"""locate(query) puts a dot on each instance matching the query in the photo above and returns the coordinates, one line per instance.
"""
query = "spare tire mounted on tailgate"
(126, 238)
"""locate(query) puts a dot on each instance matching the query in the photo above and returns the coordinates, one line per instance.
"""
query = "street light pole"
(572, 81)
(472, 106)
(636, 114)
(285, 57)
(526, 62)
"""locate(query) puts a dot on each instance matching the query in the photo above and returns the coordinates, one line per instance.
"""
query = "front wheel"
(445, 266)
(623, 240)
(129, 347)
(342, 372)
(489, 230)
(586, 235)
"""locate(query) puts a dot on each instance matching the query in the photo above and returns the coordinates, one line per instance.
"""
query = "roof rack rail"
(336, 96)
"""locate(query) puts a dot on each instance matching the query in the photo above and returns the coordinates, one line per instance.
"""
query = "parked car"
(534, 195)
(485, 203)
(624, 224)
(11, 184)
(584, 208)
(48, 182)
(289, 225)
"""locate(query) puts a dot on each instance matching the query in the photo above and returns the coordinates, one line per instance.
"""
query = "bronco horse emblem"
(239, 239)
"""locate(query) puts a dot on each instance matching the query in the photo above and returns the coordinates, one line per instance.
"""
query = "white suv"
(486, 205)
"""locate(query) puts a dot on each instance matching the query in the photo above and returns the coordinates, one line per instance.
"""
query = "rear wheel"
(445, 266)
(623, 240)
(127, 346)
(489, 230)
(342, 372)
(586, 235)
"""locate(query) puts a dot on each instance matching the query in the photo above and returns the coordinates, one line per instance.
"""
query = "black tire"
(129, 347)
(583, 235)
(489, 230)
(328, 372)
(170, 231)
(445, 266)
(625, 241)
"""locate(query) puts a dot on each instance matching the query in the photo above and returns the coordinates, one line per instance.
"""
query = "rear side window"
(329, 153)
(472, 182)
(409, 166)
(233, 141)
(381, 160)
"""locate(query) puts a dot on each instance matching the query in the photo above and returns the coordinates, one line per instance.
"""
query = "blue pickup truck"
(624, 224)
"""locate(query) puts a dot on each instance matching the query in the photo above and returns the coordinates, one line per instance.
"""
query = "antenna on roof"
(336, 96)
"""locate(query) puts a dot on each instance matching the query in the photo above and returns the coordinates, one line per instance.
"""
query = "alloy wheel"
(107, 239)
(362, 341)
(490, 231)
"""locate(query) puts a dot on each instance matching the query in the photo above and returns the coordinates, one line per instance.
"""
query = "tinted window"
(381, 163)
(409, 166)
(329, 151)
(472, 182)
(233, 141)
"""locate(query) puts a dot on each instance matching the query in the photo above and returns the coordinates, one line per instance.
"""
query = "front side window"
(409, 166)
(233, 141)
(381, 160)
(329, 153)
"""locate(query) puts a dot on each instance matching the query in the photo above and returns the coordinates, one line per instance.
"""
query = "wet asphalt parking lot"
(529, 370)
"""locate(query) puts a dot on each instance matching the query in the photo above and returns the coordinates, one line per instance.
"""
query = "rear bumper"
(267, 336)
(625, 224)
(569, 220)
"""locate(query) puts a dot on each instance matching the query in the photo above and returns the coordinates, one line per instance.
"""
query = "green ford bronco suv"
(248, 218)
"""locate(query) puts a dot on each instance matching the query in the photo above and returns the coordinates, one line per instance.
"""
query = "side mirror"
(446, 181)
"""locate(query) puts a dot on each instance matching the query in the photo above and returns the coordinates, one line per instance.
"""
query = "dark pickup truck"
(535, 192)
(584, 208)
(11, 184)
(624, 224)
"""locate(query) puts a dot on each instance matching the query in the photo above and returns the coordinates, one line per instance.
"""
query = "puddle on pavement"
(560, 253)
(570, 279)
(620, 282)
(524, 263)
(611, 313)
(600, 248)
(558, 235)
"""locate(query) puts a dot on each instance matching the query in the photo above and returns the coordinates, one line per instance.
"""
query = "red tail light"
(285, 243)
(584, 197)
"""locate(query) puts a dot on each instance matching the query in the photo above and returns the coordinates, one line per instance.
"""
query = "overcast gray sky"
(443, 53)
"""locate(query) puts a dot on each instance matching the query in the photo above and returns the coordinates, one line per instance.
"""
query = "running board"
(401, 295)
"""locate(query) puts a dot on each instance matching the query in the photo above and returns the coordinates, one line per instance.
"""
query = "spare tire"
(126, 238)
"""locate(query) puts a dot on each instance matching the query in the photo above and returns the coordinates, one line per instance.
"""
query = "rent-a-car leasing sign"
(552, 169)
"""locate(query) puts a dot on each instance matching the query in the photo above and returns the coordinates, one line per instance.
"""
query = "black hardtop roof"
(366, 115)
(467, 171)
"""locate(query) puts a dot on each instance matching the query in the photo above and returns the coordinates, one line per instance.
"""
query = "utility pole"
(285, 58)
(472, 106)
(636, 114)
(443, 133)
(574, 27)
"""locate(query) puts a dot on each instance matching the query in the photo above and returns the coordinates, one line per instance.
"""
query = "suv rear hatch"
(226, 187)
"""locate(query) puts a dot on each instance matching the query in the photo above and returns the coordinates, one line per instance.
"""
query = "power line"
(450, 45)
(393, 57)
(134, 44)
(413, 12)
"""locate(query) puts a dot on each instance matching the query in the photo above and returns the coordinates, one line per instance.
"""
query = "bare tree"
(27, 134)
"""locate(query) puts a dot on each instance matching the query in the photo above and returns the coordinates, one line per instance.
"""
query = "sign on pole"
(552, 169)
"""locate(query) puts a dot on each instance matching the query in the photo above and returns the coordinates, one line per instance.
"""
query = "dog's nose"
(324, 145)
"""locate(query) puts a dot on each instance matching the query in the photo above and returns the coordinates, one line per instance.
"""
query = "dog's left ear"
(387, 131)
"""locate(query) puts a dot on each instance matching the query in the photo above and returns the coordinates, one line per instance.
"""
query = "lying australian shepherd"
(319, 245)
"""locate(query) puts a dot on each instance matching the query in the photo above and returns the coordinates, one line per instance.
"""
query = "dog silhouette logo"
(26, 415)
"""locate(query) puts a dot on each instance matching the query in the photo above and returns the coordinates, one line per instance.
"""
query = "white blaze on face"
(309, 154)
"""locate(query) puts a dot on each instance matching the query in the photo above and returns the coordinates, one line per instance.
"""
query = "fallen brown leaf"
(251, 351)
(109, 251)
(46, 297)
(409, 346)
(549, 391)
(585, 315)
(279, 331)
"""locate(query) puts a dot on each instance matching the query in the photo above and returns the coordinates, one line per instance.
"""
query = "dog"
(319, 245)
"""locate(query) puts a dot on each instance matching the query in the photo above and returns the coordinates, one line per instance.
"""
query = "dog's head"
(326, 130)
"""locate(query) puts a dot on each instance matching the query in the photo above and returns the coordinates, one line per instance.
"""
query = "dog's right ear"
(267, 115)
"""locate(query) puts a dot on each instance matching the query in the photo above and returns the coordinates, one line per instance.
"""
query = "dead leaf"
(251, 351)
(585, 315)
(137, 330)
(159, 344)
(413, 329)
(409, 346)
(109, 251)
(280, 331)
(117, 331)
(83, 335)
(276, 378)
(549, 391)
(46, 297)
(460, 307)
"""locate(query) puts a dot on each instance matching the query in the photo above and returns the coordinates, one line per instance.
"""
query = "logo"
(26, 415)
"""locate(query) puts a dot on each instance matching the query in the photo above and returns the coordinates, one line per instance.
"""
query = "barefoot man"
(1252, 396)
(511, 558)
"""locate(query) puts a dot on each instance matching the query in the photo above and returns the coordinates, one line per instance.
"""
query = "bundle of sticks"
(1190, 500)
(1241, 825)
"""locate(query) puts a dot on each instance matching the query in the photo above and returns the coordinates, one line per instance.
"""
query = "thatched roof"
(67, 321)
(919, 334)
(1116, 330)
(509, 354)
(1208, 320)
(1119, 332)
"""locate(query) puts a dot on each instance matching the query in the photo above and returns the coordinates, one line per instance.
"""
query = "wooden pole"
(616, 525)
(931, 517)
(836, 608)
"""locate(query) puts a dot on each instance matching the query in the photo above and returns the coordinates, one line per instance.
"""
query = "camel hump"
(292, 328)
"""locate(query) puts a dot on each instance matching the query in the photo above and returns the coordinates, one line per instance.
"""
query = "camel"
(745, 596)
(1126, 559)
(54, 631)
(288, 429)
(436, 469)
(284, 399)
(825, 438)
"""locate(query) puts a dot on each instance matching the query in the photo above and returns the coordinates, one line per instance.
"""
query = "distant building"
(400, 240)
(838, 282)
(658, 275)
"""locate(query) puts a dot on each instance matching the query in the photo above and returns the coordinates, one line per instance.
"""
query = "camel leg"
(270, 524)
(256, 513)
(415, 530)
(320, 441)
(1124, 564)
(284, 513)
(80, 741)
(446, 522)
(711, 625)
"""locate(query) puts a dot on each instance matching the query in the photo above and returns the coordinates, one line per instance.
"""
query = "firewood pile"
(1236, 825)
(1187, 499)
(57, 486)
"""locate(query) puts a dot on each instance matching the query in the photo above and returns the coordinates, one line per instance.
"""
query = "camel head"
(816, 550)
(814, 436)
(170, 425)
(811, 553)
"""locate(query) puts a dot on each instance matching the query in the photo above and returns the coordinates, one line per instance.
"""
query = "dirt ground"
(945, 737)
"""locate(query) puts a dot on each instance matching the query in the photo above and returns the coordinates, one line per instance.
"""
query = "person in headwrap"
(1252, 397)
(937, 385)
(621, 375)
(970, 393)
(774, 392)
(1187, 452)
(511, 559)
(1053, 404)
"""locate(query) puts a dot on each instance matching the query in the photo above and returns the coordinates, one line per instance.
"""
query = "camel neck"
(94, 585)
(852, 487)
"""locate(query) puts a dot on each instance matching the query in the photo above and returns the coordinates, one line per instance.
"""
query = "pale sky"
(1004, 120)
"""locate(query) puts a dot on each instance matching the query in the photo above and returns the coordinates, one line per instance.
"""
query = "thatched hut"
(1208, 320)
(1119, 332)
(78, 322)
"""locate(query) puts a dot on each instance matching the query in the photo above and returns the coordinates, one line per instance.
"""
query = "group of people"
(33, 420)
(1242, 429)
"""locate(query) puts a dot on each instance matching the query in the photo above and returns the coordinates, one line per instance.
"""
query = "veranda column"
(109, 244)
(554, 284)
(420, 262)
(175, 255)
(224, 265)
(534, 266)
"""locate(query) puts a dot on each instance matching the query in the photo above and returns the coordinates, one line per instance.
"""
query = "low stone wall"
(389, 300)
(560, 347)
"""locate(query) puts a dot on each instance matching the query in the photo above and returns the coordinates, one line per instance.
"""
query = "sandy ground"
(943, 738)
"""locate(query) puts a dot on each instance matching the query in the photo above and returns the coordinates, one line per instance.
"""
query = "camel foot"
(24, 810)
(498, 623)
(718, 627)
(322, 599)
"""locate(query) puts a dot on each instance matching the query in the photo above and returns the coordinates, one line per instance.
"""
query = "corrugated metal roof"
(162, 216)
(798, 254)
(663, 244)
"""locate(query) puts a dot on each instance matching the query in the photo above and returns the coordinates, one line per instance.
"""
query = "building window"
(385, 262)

^^^^

# Aim:
Extract every line of the material above that contains the word "thatched".

# Final result:
query = "thatched roof"
query = "thatched hut"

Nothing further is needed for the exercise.